◆ Tugas yang Dikerjakan
- 1) Jawab pertanyaan berikut berdasarkan teks tentang kiamat.
(a) Di wilayah mana terjadi kebakaran yang disebut sebagai salah satu pertanda kiamat?
(b) Surah dan ayat mana yang dikaji Dr. Rashad Khalifah untuk menghitung misteri kiamat?
(c) Malaikat mana yang diperintahkan Allah SWT meniup sangkakala?
- 2) Ganti "sangkakala" dengan "terompet" pada teks tentang kiamat, dalam bagian antara "Gambaran tentang Akhir" dan "perbuatan umat manusia.", keduanya termasuk, lalu tuliskan bagian itu.
- 3) Teruskan teks tentang pertanda dan gambaran kiamat mulai setelah kalimat terakhirnya.

◆ Kutipan Sumber
━━━━━━
Kini, hampir semua pertanda akan datangnya kiamat itu sudah terjadi. Misalnya, kebakaran di Hijaz (Semenanjung Arabia) pada tahun 645 Hijriyyah atau sekitar abad 11 Masehi.

Sementara Dr. Rashad Khalifah, pakar matematika dan komputer asal Mesir dalam bukunya The Computer Speaks, God’s Message to the World (1985), mencoba menghitung misteri kiamat dengan mengkaji surah Al-Hijr ayat 87: Sab'an minal matsani (tujuh ayat yang diulang-ulang). Ia menyimpulkan, kiamat akan tiba pada tahun 1709 Hijriyyah atau sekitar 285 tahun lagi. “Tapi, kebenaran mutlaknya hanya pada Allah SWT. Karena hari kiamat merupakan suatu keyakinan, bukan hal yang penting mengetahui kepastian datangnya,” katanya.

Gambaran tentang Akhir Dunia
Anda masih penasaran kapan Malaikat Israfil akan meniup sangkakala di Padang Mahsyar sebagai hari “H” kiamat? Ketika kebobrokan moral menjadi semacam kiblat, ketika kekufuran, kekejaman, dan kezhaliman bersimaharajalela, ketika itulah Allah SWT memerintahkan Israfil meniup sangkakala yang menggelegar di seantero alam semesta. Ketika itulah mendadak suhu alam semesta menjadi sangat panas, semua makhluk mati, sementara umat manusia bangkit dari liang kubur untuk dihalau berbondong-bondong ke Padang Mahsyar. Dan tak lama kemudian umat manusia menerima catatan amal mereka diikuti pengadilan Allah SWT untuk mempertanggungjawabkan amal perbuatan umat manusia.
━━━━━━
◆ Data yang Diberikan
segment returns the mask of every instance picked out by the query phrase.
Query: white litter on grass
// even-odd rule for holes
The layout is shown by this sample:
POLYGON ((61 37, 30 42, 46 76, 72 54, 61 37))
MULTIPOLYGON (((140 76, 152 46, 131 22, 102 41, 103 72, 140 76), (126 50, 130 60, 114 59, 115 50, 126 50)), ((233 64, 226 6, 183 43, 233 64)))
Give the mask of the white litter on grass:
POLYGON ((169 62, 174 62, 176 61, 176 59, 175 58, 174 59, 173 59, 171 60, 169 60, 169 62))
━━━━━━
◆ Jawaban Tiap Tugas
- 1)
(a) Di Hijaz (Semenanjung Arabia).
(b) Surah Al-Hijr ayat 87.
(c) Malaikat Israfil.

- 2)
Gambaran tentang Akhir Dunia
Anda masih penasaran kapan Malaikat Israfil akan meniup terompet di Padang Mahsyar sebagai hari “H” kiamat? Ketika kebobrokan moral menjadi semacam kiblat, ketika kekufuran, kekejaman, dan kezhaliman bersimaharajalela, ketika itulah Allah SWT memerintahkan Israfil meniup terompet yang menggelegar di seantero alam semesta. Ketika itulah mendadak suhu alam semesta menjadi sangat panas, semua makhluk mati, sementara umat manusia bangkit dari liang kubur untuk dihalau berbondong-bondong ke Padang Mahsyar. Dan tak lama kemudian umat manusia menerima catatan amal mereka diikuti pengadilan Allah SWT untuk mempertanggungjawabkan amal perbuatan umat manusia.

- 3)
Begitu terdengar kumandang dahsyat sangkakala Israfil, segenap makhluk Allah SWT kaget dan panik. Saat itulah kiamat benar-benar terjadi. Dan yang paling mengerikan ialah ketika matahari berputar terbalik ke arah timur lalu bertabrakan dengan bulan. Dalam sebuah hadits riwayat Bukhari, Rasulullah SAW bersabda, “Allah Ta’ala akan menggenggam bumi pada hari kiamat dan melipat langit dengan tangan kanan-Nya, seraya berfirman: Akulah Maharaja, di manakah semua raja di dunia? Allah SWT lalu melipat langit, mengambil seluruh langit dengan kekuasaan-Nya seraya berfirman: Akulah Maharaja, di manakah orang-orang durhaka, penentang dan sombong?”

Dalam surah Az-Zumar ayat 67-68, Allah SWT berfirman, “(Padahal) bumi seluruhnya dalam genggaman-Nya pada hari kiamat, dan langit digulung dengan tangan kanan-Nya. Dan ditiuplah sangkakala, maka matilah siapa saja yang di langit dan di bumi kecuali mereka yang dikehendaki oleh Allah.”

Gambaran mengenai apa saja yang bakal terjadi di hari “H” kiamat juga diberitakan dalam sebuah hadits riwayat Ibnu Jurair dari Abu Hurairah.

Setelah Israfil meniup sangkakala dan seluruh makhluk mati, Malaikat Maut pun melapor kepada Allah SWT, “Ya Allah, yang masih hidup hanyalah Engkau, karena Engkau Yang Mahahidup, berdiri sendiri, tidak mati selamanya. Yang juga masih hidup hanya beberapa malaikat, seperti Malaikat Hamlatul ‘Arsy, yang menjaga singgasana Allah, Jibril, Mikail, dan Malaikat Maut.”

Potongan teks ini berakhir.